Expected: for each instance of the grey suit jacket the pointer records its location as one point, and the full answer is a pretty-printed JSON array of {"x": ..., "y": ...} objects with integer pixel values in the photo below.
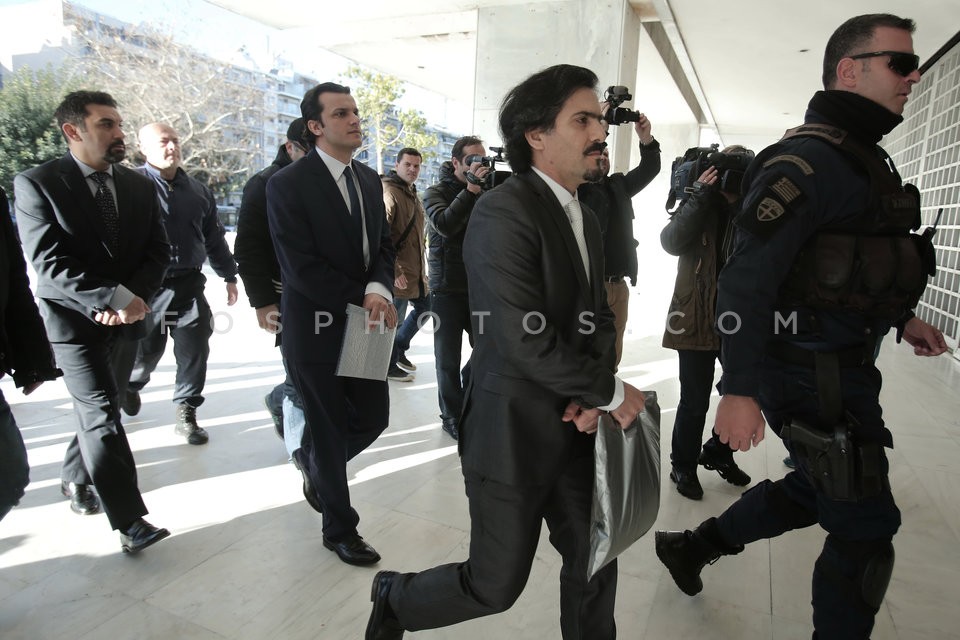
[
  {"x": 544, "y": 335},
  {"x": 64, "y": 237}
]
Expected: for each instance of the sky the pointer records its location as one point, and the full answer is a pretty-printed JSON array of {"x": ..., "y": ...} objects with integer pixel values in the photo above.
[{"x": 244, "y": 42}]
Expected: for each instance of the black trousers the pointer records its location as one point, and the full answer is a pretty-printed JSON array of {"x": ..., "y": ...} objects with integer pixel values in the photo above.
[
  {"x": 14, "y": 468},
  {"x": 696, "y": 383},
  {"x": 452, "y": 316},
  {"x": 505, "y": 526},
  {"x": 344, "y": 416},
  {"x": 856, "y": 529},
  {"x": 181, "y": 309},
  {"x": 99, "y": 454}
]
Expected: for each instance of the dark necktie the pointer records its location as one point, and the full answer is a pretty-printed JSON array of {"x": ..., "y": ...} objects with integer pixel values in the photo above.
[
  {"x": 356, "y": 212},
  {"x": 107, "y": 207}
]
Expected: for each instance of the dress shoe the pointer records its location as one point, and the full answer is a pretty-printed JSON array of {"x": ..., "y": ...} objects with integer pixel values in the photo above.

******************************

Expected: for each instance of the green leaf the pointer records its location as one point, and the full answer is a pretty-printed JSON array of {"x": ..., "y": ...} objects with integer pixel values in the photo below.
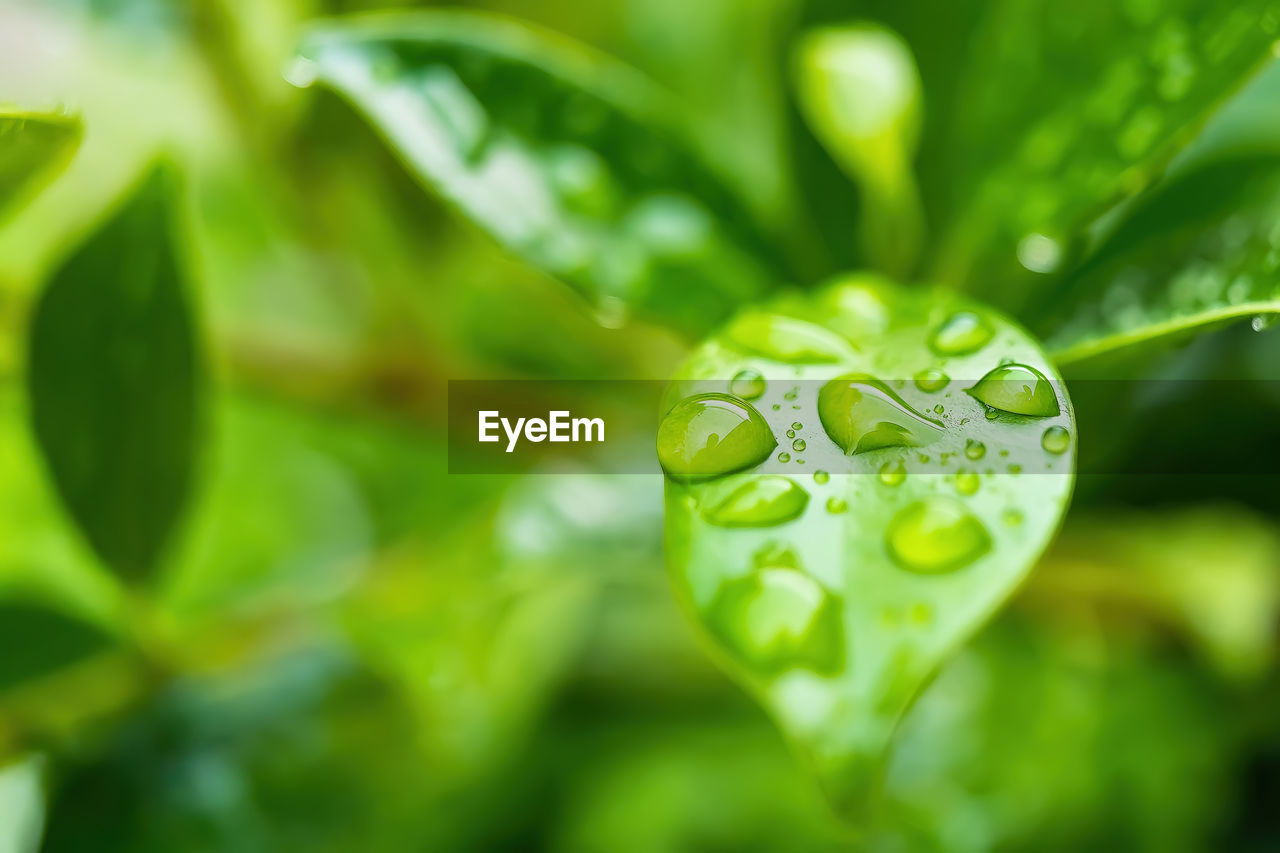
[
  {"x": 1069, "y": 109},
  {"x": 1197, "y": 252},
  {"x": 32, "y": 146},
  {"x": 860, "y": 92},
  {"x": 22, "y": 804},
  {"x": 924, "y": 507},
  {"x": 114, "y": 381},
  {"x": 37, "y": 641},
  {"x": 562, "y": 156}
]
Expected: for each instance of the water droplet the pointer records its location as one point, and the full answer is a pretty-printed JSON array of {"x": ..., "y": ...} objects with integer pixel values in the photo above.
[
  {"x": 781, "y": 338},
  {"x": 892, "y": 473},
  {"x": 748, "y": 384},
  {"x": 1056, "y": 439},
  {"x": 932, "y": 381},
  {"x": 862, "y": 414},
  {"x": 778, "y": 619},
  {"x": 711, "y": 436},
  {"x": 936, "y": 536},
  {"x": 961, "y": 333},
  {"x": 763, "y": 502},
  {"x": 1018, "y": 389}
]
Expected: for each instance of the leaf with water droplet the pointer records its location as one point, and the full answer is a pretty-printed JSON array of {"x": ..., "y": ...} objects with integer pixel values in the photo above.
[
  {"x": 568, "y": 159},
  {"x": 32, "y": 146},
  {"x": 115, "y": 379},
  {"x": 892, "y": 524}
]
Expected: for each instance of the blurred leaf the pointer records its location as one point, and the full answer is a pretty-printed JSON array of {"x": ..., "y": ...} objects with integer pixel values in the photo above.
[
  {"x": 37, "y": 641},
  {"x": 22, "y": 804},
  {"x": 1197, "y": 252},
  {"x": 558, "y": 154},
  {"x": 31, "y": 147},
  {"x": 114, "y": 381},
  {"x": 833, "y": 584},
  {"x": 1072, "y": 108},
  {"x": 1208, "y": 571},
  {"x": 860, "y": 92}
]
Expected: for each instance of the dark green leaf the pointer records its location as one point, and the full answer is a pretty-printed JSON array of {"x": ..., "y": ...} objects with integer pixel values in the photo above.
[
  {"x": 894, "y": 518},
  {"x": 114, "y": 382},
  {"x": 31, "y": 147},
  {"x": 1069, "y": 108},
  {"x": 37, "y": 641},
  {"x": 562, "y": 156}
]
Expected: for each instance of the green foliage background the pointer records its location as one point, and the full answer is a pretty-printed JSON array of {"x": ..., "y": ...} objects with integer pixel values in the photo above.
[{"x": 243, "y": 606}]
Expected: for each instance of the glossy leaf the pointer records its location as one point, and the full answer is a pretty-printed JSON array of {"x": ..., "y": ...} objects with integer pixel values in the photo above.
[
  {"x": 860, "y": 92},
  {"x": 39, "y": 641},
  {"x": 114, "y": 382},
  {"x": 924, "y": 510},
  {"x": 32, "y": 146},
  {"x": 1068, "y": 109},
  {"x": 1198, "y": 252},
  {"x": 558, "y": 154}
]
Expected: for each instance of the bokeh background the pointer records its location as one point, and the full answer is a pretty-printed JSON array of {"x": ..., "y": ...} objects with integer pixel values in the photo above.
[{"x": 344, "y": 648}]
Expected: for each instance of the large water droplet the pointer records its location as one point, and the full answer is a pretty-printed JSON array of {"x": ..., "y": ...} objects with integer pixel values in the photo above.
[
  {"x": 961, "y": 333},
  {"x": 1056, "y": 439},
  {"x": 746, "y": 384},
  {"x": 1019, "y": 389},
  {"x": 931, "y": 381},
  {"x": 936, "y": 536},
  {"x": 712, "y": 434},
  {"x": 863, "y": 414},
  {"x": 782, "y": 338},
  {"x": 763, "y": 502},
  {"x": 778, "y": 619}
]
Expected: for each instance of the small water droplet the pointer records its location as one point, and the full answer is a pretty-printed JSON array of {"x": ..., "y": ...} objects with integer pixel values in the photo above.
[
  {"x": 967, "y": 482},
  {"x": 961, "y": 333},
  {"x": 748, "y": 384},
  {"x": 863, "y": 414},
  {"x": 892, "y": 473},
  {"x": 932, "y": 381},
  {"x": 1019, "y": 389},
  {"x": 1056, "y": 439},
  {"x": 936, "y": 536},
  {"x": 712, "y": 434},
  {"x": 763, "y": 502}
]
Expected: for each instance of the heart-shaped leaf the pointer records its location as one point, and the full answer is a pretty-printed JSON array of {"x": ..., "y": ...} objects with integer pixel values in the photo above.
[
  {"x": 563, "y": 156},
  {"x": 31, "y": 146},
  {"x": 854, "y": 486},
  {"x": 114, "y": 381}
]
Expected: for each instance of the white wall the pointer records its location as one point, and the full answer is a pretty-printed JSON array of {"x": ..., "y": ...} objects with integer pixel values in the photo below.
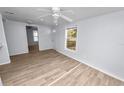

******************************

Reproduce the records word for word, from the line containing "Expected: for each instance of the grey" through the line containing "Expected: for each instance of the dress", both lines included. Leave out the picture.

Task answer:
Expected: for each instance of the grey suit jacket the pointer records its location as one point, and the full answer is a pretty-printed JSON array of {"x": ..., "y": ...} objects with integer pixel values in the photo below.
[
  {"x": 544, "y": 335},
  {"x": 64, "y": 237}
]
Expected: for each instance of the sky the pointer records its location as one point, and the full answer is a pretty-printed JSON array of {"x": ..., "y": ...} objects with integer pixel values in the photo above.
[{"x": 244, "y": 42}]
Expected: for each instance of the black trousers the pointer records its location as one point, and the full answer is a pretty-printed JSON array of {"x": ..., "y": ...} objects with integer pixel values in the photo above.
[
  {"x": 14, "y": 468},
  {"x": 696, "y": 383},
  {"x": 452, "y": 316},
  {"x": 505, "y": 526},
  {"x": 344, "y": 416},
  {"x": 856, "y": 529},
  {"x": 181, "y": 309},
  {"x": 99, "y": 454}
]
Expected: for each instance of the dark necktie the pointer records its location as one point, and the full answer is a pretty-printed JSON array of {"x": ..., "y": ...} objects with integer pixel values in the photo above.
[
  {"x": 356, "y": 212},
  {"x": 107, "y": 207}
]
Expected: for each instance of the dress shoe the pointer records its location as one point, and the full answer is a pretty-printed JSON array of {"x": ..., "y": ...} objects with integer pixel values in the photo above.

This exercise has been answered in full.